> Your objective
Output as a JSON list of strings the stretch of lines from the one containing "Verify: does the image above include any power" through the one containing "[49,45,168,165]", one string per line and blank lines omitted.

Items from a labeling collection
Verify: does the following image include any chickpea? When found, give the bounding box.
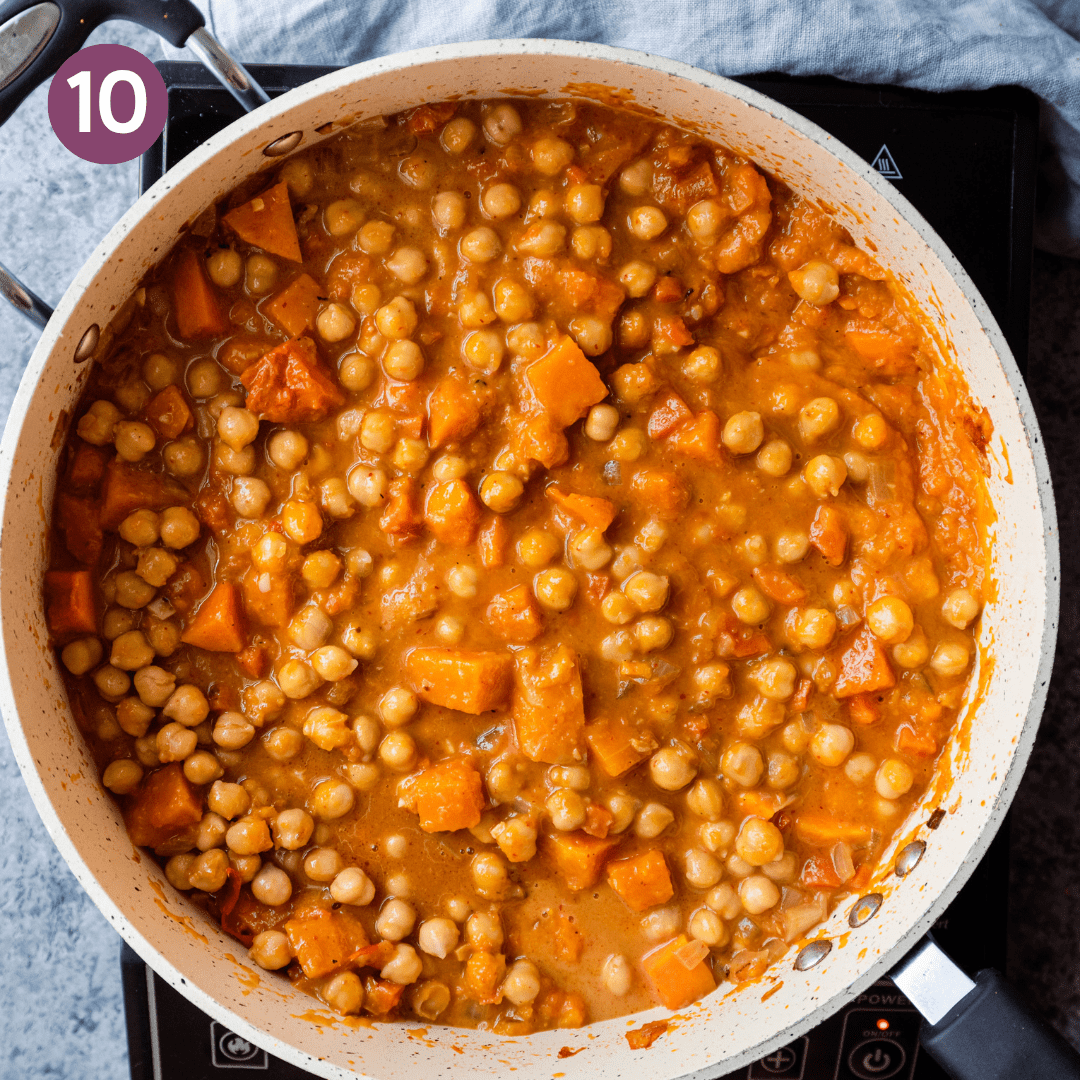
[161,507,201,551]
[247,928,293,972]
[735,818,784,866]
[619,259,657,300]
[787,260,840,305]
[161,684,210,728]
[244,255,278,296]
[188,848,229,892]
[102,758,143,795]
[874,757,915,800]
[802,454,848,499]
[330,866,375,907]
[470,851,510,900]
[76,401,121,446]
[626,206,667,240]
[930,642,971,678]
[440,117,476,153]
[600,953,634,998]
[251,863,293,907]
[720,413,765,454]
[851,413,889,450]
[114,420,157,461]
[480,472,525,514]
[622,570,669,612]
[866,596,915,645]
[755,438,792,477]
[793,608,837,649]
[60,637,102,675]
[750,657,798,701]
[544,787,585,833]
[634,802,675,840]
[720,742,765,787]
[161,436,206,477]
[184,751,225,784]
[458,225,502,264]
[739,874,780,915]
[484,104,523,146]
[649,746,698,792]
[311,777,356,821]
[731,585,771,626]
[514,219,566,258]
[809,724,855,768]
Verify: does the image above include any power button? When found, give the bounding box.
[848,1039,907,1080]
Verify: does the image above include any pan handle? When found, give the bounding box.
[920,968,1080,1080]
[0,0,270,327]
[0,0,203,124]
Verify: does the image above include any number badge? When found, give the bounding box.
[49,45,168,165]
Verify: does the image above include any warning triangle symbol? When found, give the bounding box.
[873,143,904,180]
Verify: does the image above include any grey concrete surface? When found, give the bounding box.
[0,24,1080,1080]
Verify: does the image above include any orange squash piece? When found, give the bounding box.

> Right answer
[
  "Verify: does the image above include any power button? When found, give the bounding box.",
  "[848,1039,907,1080]",
  "Verify: does the image above include any pan handle? When found, give the bounding box.",
  "[920,968,1080,1080]",
  "[0,0,270,327]",
  "[0,0,203,124]",
  "Verify: does the image above include any number badge? When found, give the bounding box.",
  "[49,45,168,165]"
]